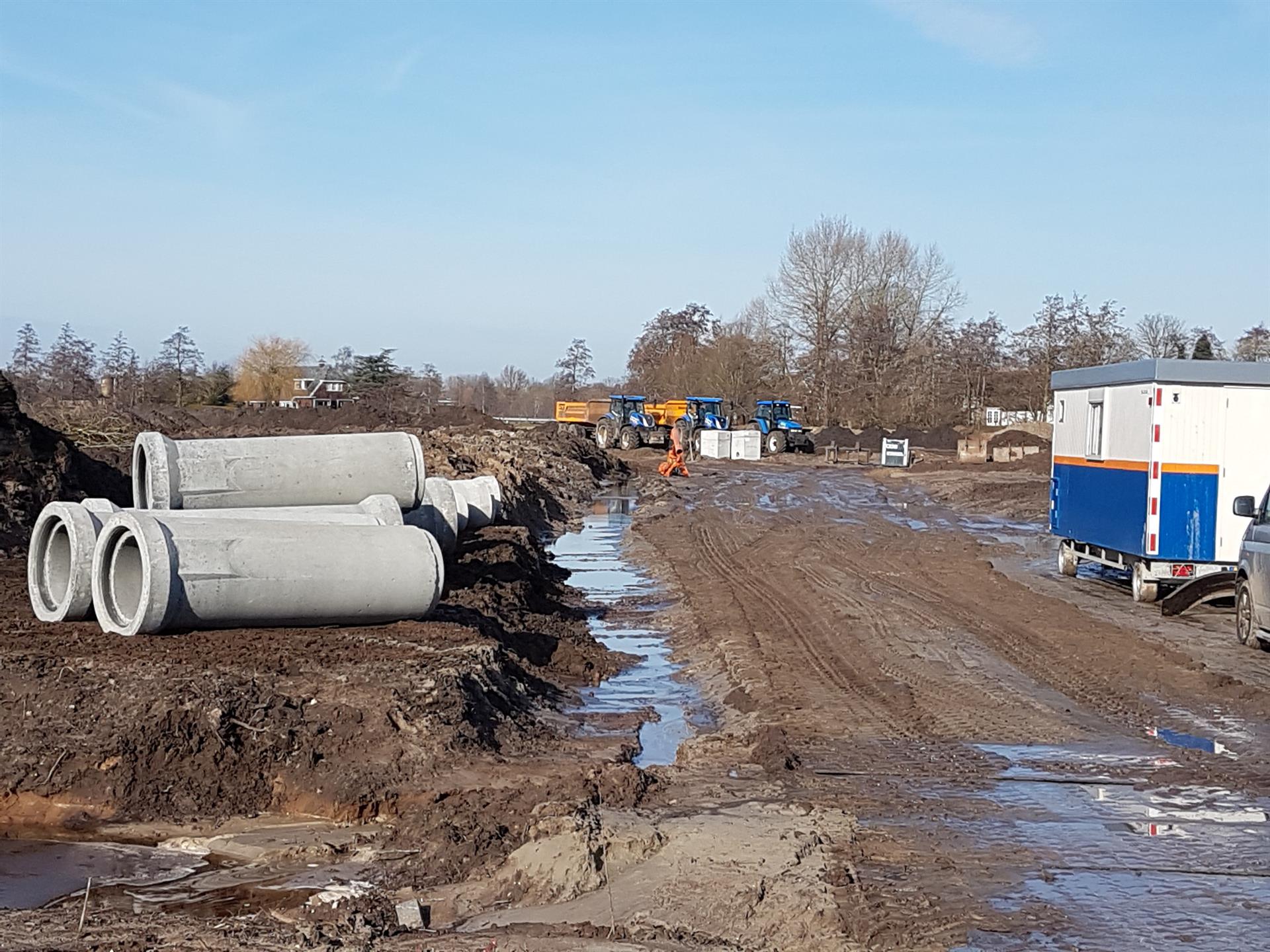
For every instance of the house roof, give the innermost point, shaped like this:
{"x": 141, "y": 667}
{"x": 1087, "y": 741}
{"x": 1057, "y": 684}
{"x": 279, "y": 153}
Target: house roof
{"x": 1164, "y": 371}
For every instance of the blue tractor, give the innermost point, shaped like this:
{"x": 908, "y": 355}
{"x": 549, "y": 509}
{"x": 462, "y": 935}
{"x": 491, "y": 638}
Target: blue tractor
{"x": 780, "y": 429}
{"x": 628, "y": 424}
{"x": 701, "y": 414}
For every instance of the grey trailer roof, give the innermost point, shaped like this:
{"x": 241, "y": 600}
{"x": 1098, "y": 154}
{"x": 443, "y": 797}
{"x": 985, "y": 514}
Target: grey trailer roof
{"x": 1164, "y": 371}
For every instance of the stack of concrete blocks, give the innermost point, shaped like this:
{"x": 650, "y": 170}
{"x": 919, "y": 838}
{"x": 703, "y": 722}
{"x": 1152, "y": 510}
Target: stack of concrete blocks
{"x": 715, "y": 444}
{"x": 747, "y": 444}
{"x": 255, "y": 532}
{"x": 1006, "y": 455}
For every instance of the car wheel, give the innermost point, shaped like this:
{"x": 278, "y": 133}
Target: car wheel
{"x": 1143, "y": 588}
{"x": 1067, "y": 560}
{"x": 1244, "y": 627}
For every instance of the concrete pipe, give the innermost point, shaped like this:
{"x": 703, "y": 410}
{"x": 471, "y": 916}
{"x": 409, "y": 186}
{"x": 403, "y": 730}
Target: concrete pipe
{"x": 153, "y": 574}
{"x": 439, "y": 514}
{"x": 60, "y": 557}
{"x": 483, "y": 496}
{"x": 269, "y": 471}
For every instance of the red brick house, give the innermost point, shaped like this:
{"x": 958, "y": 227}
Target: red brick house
{"x": 318, "y": 391}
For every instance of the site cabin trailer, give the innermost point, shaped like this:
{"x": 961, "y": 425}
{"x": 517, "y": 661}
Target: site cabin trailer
{"x": 1148, "y": 459}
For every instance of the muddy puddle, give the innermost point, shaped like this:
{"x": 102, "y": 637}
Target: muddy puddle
{"x": 600, "y": 571}
{"x": 1123, "y": 863}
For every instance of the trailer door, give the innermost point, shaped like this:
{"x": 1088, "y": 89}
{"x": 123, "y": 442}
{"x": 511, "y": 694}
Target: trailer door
{"x": 1245, "y": 463}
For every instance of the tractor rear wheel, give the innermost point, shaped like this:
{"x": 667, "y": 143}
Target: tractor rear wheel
{"x": 1067, "y": 560}
{"x": 1143, "y": 588}
{"x": 1245, "y": 629}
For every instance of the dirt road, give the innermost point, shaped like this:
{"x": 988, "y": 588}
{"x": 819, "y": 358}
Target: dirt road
{"x": 991, "y": 735}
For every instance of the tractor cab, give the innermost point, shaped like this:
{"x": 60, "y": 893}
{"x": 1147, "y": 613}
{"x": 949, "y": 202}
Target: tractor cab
{"x": 628, "y": 411}
{"x": 781, "y": 432}
{"x": 777, "y": 414}
{"x": 706, "y": 413}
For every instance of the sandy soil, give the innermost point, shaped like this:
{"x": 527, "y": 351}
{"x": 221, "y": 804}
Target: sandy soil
{"x": 923, "y": 740}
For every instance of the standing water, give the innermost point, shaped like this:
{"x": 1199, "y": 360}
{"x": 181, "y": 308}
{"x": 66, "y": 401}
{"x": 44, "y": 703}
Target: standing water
{"x": 597, "y": 568}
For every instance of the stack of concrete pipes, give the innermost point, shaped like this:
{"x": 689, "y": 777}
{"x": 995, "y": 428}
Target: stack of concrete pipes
{"x": 257, "y": 532}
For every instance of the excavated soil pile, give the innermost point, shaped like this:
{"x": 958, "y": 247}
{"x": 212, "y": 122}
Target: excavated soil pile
{"x": 37, "y": 466}
{"x": 937, "y": 438}
{"x": 1017, "y": 438}
{"x": 331, "y": 721}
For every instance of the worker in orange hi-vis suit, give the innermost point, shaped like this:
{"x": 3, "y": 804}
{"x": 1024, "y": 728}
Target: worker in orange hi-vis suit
{"x": 673, "y": 457}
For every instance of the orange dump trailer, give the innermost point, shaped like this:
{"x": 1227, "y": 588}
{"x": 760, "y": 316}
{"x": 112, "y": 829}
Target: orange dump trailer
{"x": 585, "y": 413}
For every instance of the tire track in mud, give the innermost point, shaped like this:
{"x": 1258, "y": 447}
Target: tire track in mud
{"x": 889, "y": 653}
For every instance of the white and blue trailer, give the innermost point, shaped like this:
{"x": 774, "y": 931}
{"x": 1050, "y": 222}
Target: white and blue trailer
{"x": 1148, "y": 459}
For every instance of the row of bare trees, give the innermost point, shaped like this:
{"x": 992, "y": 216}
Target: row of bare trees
{"x": 863, "y": 329}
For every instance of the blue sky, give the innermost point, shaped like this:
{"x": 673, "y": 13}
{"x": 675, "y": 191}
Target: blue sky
{"x": 476, "y": 184}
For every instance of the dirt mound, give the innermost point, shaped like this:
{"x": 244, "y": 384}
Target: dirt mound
{"x": 1017, "y": 438}
{"x": 937, "y": 438}
{"x": 37, "y": 466}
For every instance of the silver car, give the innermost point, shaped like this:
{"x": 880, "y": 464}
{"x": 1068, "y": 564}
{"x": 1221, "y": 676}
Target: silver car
{"x": 1253, "y": 586}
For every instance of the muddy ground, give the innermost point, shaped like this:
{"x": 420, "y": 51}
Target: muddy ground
{"x": 920, "y": 738}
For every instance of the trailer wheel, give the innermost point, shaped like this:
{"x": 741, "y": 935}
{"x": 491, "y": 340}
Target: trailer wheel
{"x": 1143, "y": 588}
{"x": 1244, "y": 627}
{"x": 1067, "y": 560}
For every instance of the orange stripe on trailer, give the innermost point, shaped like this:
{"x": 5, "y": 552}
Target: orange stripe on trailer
{"x": 1141, "y": 466}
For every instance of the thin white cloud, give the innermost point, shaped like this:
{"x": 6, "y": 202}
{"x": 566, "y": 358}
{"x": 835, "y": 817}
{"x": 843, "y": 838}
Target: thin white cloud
{"x": 84, "y": 92}
{"x": 216, "y": 116}
{"x": 400, "y": 69}
{"x": 988, "y": 34}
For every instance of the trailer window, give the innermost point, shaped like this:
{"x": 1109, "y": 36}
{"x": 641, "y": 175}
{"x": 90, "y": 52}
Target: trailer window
{"x": 1094, "y": 441}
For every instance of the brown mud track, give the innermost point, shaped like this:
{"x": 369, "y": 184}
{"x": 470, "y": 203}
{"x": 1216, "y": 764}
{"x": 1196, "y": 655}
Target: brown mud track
{"x": 916, "y": 684}
{"x": 923, "y": 740}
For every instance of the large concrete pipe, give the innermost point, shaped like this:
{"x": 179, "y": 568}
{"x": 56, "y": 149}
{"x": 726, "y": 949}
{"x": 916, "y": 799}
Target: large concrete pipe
{"x": 483, "y": 498}
{"x": 439, "y": 514}
{"x": 251, "y": 471}
{"x": 60, "y": 557}
{"x": 153, "y": 574}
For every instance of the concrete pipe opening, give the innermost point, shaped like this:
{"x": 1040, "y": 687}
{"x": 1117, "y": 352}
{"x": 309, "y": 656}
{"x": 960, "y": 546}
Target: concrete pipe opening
{"x": 59, "y": 563}
{"x": 127, "y": 578}
{"x": 131, "y": 574}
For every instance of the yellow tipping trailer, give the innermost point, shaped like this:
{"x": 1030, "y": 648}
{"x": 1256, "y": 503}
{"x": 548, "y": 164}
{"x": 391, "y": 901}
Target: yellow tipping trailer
{"x": 585, "y": 413}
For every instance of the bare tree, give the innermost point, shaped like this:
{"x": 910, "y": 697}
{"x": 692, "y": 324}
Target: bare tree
{"x": 663, "y": 360}
{"x": 575, "y": 368}
{"x": 1160, "y": 335}
{"x": 69, "y": 366}
{"x": 24, "y": 366}
{"x": 821, "y": 280}
{"x": 179, "y": 361}
{"x": 976, "y": 352}
{"x": 1254, "y": 344}
{"x": 269, "y": 367}
{"x": 1099, "y": 337}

*EXERCISE TASK*: The line containing "For every instance of the thin" and every line after it, through the end of the records, should be repeated exactly and alone.

*SOLUTION BELOW*:
For every instance of the thin white cloud, give the innermost point, shaped like this:
{"x": 6, "y": 202}
{"x": 566, "y": 358}
{"x": 835, "y": 817}
{"x": 843, "y": 838}
Target: thin white cloud
{"x": 84, "y": 92}
{"x": 216, "y": 116}
{"x": 400, "y": 69}
{"x": 988, "y": 34}
For every instance of the trailer window, give the innermost point, shaped like this:
{"x": 1109, "y": 36}
{"x": 641, "y": 175}
{"x": 90, "y": 52}
Target: trailer window
{"x": 1094, "y": 441}
For every instance of the brown mud track, give the innermost point, shaped like this:
{"x": 369, "y": 184}
{"x": 470, "y": 203}
{"x": 1216, "y": 764}
{"x": 1196, "y": 655}
Target: brown mud track
{"x": 916, "y": 684}
{"x": 923, "y": 740}
For every instance of the large concrete pipe, give the innermost point, shaped like this:
{"x": 179, "y": 568}
{"x": 56, "y": 149}
{"x": 726, "y": 949}
{"x": 916, "y": 799}
Target: large concrete pipe
{"x": 483, "y": 498}
{"x": 439, "y": 514}
{"x": 251, "y": 471}
{"x": 60, "y": 557}
{"x": 153, "y": 574}
For every instance of the concrete pipe opening, give the innermost point, shaped like this:
{"x": 1040, "y": 687}
{"x": 1117, "y": 352}
{"x": 309, "y": 656}
{"x": 960, "y": 546}
Target: concrete pipe opening
{"x": 59, "y": 563}
{"x": 127, "y": 578}
{"x": 131, "y": 574}
For every instance of the yellow tipping trailer, give the innermost point, shaped like this:
{"x": 1030, "y": 648}
{"x": 1256, "y": 503}
{"x": 548, "y": 164}
{"x": 391, "y": 901}
Target: yellow tipping trailer
{"x": 585, "y": 413}
For every instance of the bare tree, give the innermost point, shaped like this:
{"x": 910, "y": 697}
{"x": 692, "y": 324}
Target: bare tree
{"x": 663, "y": 360}
{"x": 575, "y": 368}
{"x": 1160, "y": 335}
{"x": 69, "y": 366}
{"x": 24, "y": 366}
{"x": 821, "y": 280}
{"x": 179, "y": 361}
{"x": 976, "y": 352}
{"x": 1254, "y": 344}
{"x": 269, "y": 367}
{"x": 1099, "y": 337}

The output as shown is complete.